* _STATED EXERCISE_: Rewrite the records, starting at the one that contains "the bee leg" and continuing through the end of the records, so that "marker" becomes "dot" and everything else stays the same.

-- Start EXTRACTED MATERIAL --

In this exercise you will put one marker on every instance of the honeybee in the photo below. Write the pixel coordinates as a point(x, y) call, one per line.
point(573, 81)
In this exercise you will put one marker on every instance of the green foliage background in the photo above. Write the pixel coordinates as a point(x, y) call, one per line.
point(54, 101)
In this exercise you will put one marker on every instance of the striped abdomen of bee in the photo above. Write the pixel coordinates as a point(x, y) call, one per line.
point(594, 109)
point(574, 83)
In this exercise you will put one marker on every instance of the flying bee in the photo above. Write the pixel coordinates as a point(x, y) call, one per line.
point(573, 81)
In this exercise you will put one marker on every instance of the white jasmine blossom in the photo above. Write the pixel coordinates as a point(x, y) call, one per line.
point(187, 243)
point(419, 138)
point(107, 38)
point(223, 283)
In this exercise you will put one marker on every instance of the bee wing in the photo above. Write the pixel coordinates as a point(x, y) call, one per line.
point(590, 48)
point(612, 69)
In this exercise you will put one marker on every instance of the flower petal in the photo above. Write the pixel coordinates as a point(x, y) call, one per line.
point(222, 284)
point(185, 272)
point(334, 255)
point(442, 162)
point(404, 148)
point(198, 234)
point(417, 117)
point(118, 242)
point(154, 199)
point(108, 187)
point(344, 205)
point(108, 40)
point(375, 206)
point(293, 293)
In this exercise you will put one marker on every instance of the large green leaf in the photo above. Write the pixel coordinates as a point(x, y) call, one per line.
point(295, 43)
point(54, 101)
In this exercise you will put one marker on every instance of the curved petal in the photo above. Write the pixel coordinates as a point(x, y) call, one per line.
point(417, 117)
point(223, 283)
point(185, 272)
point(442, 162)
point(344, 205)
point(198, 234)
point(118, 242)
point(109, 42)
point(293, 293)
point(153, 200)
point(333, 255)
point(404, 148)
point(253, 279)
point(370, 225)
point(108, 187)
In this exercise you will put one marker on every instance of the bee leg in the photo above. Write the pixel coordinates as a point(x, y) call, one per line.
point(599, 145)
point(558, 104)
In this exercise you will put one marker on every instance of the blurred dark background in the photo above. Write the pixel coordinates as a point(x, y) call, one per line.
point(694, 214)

-- End EXTRACTED MATERIAL --

* _RESPONSE BELOW_:
In this exercise you will put one dot on every instance of the bee leg in the photo above. Write the pixel coordinates as a point(x, y) call, one per line.
point(599, 145)
point(558, 104)
In this exercise you will put one dot on every instance of the blurred dark background in the photo above. Write the pixel coordinates as a point(x, y) call, one per line.
point(694, 214)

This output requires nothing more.